What is required => Every word of every entry must be retyped exactly.

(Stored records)
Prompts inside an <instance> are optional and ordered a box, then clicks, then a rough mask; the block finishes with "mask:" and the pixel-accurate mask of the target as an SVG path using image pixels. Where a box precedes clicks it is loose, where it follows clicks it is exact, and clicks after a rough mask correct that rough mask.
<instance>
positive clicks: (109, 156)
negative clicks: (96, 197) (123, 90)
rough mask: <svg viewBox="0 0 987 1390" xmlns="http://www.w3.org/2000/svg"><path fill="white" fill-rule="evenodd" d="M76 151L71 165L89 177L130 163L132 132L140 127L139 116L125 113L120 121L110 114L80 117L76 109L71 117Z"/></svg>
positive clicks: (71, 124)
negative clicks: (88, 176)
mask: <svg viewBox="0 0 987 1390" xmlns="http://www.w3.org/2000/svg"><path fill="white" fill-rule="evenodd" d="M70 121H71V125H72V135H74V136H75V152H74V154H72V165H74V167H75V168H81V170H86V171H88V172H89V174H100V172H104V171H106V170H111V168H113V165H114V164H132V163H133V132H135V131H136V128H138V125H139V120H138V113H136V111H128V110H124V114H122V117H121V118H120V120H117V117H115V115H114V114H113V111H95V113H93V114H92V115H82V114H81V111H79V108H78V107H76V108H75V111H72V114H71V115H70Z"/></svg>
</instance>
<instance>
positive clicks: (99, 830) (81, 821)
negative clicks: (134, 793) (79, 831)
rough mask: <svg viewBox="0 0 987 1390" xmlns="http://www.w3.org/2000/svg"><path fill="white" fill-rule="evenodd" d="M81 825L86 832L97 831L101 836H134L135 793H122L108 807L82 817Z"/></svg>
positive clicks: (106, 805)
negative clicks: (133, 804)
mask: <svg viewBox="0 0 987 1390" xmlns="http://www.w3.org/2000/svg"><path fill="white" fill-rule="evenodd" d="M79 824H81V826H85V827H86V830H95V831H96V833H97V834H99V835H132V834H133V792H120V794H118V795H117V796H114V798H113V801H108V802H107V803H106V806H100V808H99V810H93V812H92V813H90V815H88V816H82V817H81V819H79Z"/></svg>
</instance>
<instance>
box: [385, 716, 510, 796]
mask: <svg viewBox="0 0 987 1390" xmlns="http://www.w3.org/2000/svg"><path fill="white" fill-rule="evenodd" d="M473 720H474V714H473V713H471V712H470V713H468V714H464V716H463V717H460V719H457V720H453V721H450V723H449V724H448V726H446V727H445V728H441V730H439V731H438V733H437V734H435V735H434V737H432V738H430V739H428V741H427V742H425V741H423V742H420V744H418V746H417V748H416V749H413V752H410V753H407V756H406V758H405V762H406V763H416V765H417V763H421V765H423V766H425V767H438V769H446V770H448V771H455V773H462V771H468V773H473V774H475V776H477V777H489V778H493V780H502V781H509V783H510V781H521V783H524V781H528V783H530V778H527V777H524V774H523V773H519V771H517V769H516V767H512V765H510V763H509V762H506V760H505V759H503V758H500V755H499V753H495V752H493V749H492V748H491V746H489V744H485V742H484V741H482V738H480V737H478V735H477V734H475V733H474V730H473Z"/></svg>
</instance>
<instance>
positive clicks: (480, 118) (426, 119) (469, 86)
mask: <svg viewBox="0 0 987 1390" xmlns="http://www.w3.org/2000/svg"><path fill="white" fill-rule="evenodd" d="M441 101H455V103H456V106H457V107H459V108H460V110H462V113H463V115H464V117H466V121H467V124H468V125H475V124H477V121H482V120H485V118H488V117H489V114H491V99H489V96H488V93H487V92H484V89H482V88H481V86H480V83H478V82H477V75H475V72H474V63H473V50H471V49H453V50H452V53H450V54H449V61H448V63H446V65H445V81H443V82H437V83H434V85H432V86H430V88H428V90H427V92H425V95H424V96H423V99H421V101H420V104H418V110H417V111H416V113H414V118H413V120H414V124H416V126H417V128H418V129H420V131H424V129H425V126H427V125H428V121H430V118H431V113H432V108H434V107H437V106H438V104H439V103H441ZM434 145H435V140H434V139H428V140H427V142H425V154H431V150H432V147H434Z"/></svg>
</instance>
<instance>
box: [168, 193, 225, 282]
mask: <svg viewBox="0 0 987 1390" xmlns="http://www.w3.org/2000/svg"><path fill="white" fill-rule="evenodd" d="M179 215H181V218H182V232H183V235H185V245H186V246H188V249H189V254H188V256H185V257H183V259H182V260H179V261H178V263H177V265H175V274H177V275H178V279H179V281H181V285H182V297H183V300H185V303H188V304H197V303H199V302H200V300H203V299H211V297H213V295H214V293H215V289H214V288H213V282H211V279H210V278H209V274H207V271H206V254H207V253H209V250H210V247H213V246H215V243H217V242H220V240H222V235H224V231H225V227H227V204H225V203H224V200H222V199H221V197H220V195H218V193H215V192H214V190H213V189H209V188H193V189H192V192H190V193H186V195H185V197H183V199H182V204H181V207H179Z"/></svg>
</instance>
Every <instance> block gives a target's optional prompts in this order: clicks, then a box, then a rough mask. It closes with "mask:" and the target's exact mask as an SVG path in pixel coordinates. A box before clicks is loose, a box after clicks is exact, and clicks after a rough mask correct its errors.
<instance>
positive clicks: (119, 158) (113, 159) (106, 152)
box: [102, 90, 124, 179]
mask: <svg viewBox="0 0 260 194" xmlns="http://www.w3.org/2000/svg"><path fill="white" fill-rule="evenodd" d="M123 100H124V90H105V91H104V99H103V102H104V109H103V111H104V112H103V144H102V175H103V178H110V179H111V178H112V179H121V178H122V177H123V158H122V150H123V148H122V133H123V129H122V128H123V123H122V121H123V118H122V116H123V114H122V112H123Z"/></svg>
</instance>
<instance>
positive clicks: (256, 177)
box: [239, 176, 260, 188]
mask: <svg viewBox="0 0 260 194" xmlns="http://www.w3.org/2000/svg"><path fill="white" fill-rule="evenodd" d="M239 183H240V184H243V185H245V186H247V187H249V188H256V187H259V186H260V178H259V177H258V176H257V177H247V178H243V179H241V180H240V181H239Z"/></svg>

Exercise result =>
Prompts inside an <instance> are optional and ordered a box, then clicks, then a rough mask; the block finishes with "mask:" and the pixel-accurate mask of the target as an SVG path using image pixels. Where a box precedes clicks it is loose, where it follows clicks it is exact, and clicks after a rough mask correct that rough mask.
<instance>
positive clicks: (109, 156)
negative clicks: (96, 197) (123, 90)
rough mask: <svg viewBox="0 0 987 1390" xmlns="http://www.w3.org/2000/svg"><path fill="white" fill-rule="evenodd" d="M76 151L71 165L89 177L130 163L132 132L140 127L139 116L125 113L120 121L110 114L80 117L76 109L71 117Z"/></svg>
positive clicks: (71, 124)
negative clicks: (88, 176)
mask: <svg viewBox="0 0 987 1390" xmlns="http://www.w3.org/2000/svg"><path fill="white" fill-rule="evenodd" d="M70 121H71V125H72V135H74V136H75V152H74V154H72V165H74V167H75V168H81V170H86V171H88V172H89V174H100V172H104V171H106V170H111V168H113V165H114V164H132V163H133V132H135V131H136V128H138V125H139V120H138V113H136V111H128V110H124V114H122V117H121V118H120V120H117V117H115V115H114V114H113V111H95V113H93V114H92V115H82V114H81V111H79V108H78V107H76V108H75V111H72V114H71V115H70Z"/></svg>
</instance>
<instance>
positive clicks: (99, 830) (81, 821)
negative clicks: (134, 793) (79, 831)
rough mask: <svg viewBox="0 0 987 1390" xmlns="http://www.w3.org/2000/svg"><path fill="white" fill-rule="evenodd" d="M81 825L86 832L97 831L101 836H134L135 793H122L108 807L82 817Z"/></svg>
positive clicks: (106, 805)
negative clicks: (133, 804)
mask: <svg viewBox="0 0 987 1390" xmlns="http://www.w3.org/2000/svg"><path fill="white" fill-rule="evenodd" d="M79 824H81V826H85V827H86V830H95V831H96V833H97V834H99V835H132V834H133V792H120V794H118V795H117V796H114V798H113V801H108V802H107V803H106V806H100V808H99V810H93V812H92V813H90V815H88V816H82V817H81V819H79Z"/></svg>
</instance>
<instance>
box: [385, 716, 510, 796]
mask: <svg viewBox="0 0 987 1390" xmlns="http://www.w3.org/2000/svg"><path fill="white" fill-rule="evenodd" d="M473 720H474V714H473V713H471V712H470V713H468V714H464V716H463V717H460V719H457V720H453V721H450V723H449V724H448V726H446V727H445V728H441V730H439V731H438V733H437V734H435V735H434V737H432V738H430V739H428V741H427V742H425V741H423V742H420V744H418V746H417V748H416V749H413V752H410V753H407V756H406V758H405V762H406V763H416V765H417V763H421V765H423V766H425V767H438V769H446V770H448V771H455V773H462V771H468V773H473V774H475V776H477V777H489V778H493V780H502V781H509V783H510V781H521V783H524V781H528V783H530V778H527V777H524V774H523V773H519V771H517V769H516V767H512V765H510V763H509V762H506V760H505V759H503V758H500V755H499V753H495V752H493V749H492V748H491V746H489V744H485V742H484V741H482V738H480V737H478V735H477V734H475V733H474V730H473Z"/></svg>
</instance>
<instance>
positive clicks: (480, 118) (426, 119) (469, 86)
mask: <svg viewBox="0 0 987 1390" xmlns="http://www.w3.org/2000/svg"><path fill="white" fill-rule="evenodd" d="M441 101H455V103H456V106H457V107H459V108H460V110H462V113H463V115H464V117H466V121H467V124H468V125H475V124H477V121H482V120H485V118H488V117H489V114H491V99H489V96H488V93H487V92H484V89H482V88H481V86H480V83H478V82H477V75H475V72H474V63H473V50H471V49H453V50H452V53H450V54H449V61H448V63H446V65H445V81H443V82H437V83H434V85H432V86H430V88H428V90H427V92H425V95H424V96H423V99H421V101H420V104H418V110H417V111H416V113H414V118H413V120H414V124H416V126H417V128H418V129H420V131H424V129H425V126H427V125H428V121H430V118H431V113H432V108H434V107H437V106H438V104H439V103H441ZM434 145H435V140H434V139H428V140H427V142H425V154H431V150H432V147H434Z"/></svg>
</instance>
<instance>
box: [168, 193, 225, 282]
mask: <svg viewBox="0 0 987 1390" xmlns="http://www.w3.org/2000/svg"><path fill="white" fill-rule="evenodd" d="M179 215H181V218H182V232H183V235H185V245H186V246H188V249H189V254H188V256H185V257H183V259H182V260H179V261H178V263H177V265H175V274H177V275H178V279H179V281H181V285H182V297H183V300H185V303H188V304H197V303H199V302H200V300H203V299H211V297H213V295H214V293H215V289H214V288H213V282H211V279H210V278H209V274H207V271H206V254H207V253H209V250H210V247H213V246H215V243H217V242H220V240H222V235H224V231H225V227H227V204H225V203H224V200H222V199H221V197H220V195H218V193H215V192H214V190H213V189H209V188H193V189H192V192H190V193H186V195H185V197H183V199H182V204H181V207H179Z"/></svg>
</instance>
Every <instance> block gives a target's optional prompts in this order: clicks, then a box, then a rough mask. It closes with "mask:" and the target's exact mask as an SVG path in pixel coordinates. A box before clicks is loose, a box after clicks is exact, and clicks after a rough mask correct its errors.
<instance>
positive clicks: (119, 158) (113, 159) (106, 152)
box: [102, 90, 124, 179]
mask: <svg viewBox="0 0 260 194" xmlns="http://www.w3.org/2000/svg"><path fill="white" fill-rule="evenodd" d="M123 100H124V90H105V91H104V99H103V102H104V109H103V111H104V112H103V144H102V175H103V178H110V179H111V178H112V179H121V178H122V177H123V158H122V150H123V148H122V133H123V129H122V128H123V123H122V121H123V118H122V116H123V114H122V112H123Z"/></svg>
</instance>
<instance>
positive clicks: (256, 177)
box: [239, 176, 260, 188]
mask: <svg viewBox="0 0 260 194" xmlns="http://www.w3.org/2000/svg"><path fill="white" fill-rule="evenodd" d="M239 183H240V184H243V185H245V186H247V187H249V188H256V187H259V186H260V178H259V177H258V176H257V177H247V178H243V179H241V180H240V181H239Z"/></svg>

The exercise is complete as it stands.